EXTRACT:
Push for NT surrogacy- please help!

Push for NT surrogacy- please help!

UPDATE: We are pleased to announce that in late December 2022, the Northern Territory (NT) Government commenced the Surrogacy Act 2022 and Surrogacy Regulations 2022.

Currently there is a push for there to be surrogacy laws in the Northern Territory. When all the States copied the ACT’s lead back in 2008-2012 and legislated to allow and regulate surrogacy, the Northern Territory did not.

It is legal  in the Northern Territory to engage in any form of surrogacy. Whilst this might seem a case of anything goes, in reality no surrogacy can happen there, at least through an IVF clinic, because:

  • the only IVF clinic in the Northern Territory, Repromed, cannot undertake any commercial surrogacy. This is because licensing conditions applying to all Australian IVF clinics, the National Health and Medical Research Council, Ethical Guidelines on the use of artificial reproductive technology in clinical practice and research (2017), bans them from taking part in any commercial surrogacy.
  • Repromed has decided that it will not provide treatment in surrogacy cases because the law does not allow the transfer of parentage, a critical part of any surrogacy journey.

In my view the decision by Repromed is fair enough. Imagine wanting to have kids,  going through that clinic and then discovering that you won’t ever become the legal parent!

Text-to-region grounding data:
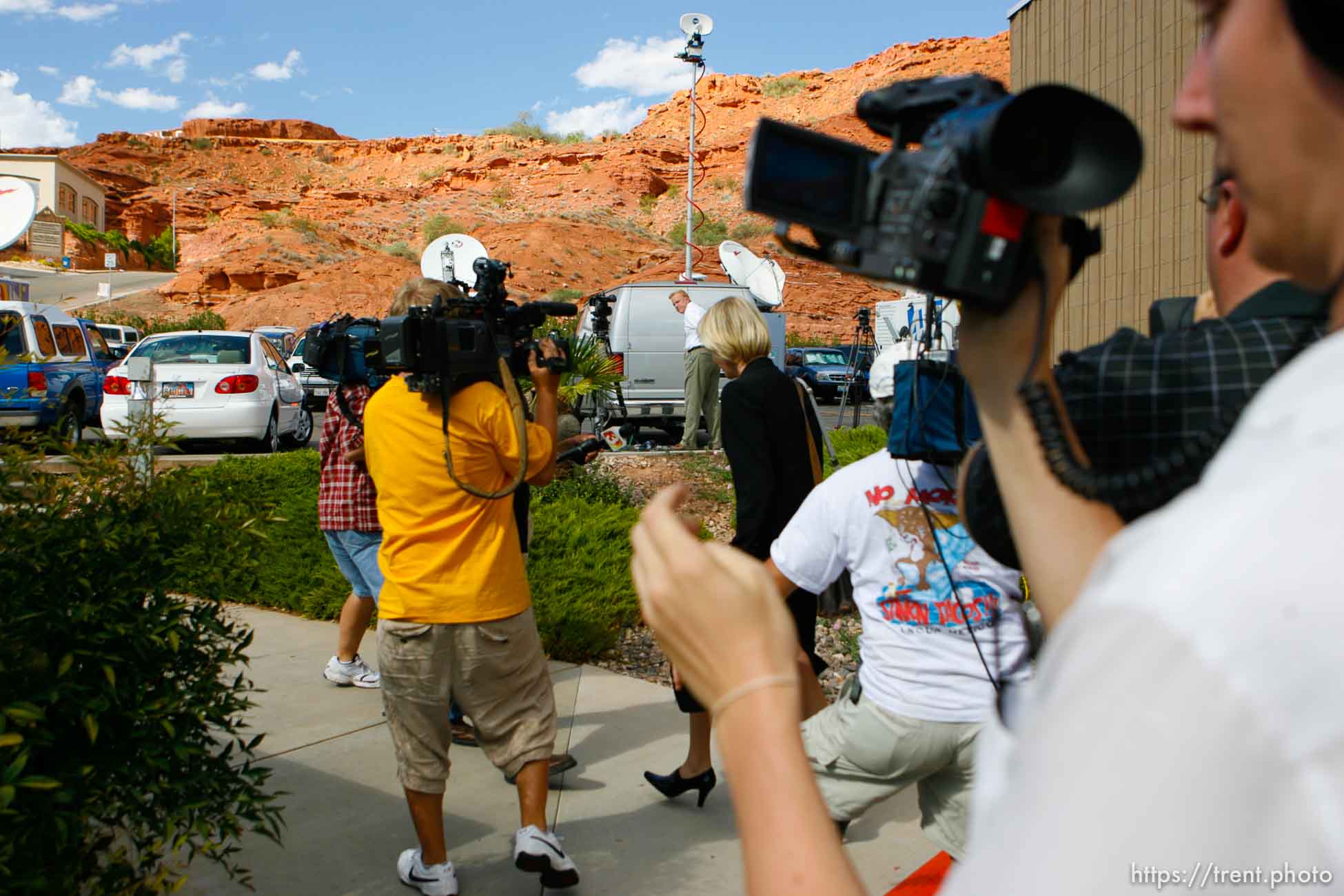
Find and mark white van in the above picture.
[577,281,785,434]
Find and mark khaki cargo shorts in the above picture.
[802,698,980,861]
[378,607,555,794]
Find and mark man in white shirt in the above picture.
[942,0,1344,896]
[770,343,1028,858]
[668,289,723,451]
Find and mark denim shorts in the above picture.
[323,529,383,606]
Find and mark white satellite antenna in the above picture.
[719,239,784,310]
[676,12,713,283]
[420,234,489,289]
[0,177,38,249]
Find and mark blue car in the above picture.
[0,303,117,440]
[785,347,868,402]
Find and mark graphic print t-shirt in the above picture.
[770,449,1028,722]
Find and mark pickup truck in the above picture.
[0,303,117,442]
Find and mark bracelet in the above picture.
[710,673,798,719]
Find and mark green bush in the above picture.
[668,218,729,246]
[0,421,281,893]
[825,426,887,476]
[527,497,640,662]
[383,239,419,262]
[761,75,806,99]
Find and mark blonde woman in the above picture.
[644,296,825,806]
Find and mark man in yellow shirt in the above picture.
[364,281,578,896]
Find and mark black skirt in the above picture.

EXERCISE INSTRUCTIONS:
Decide whether each statement below agrees with the post on Northern Territory surrogacy, answering yes or no and quoting the deciding words from the post.
(a) The Northern Territory Government commenced the Surrogacy Act 2022 in late December 2022.
(b) The Northern Territory has more than one IVF clinic.
(c) Repromed declines to provide treatment in surrogacy cases because the law does not allow the transfer of parentage.

RESPONSE FOR THIS EXERCISE:
(a) Yes: "in late December 2022, the Northern Territory (NT) Government commenced the Surrogacy Act 2022 and Surrogacy Regulations 2022"
(b) No: "the only IVF clinic in the Northern Territory, Repromed"
(c) Yes: "Repromed has decided that it will not provide treatment in surrogacy cases because the law does not allow the transfer of parentage"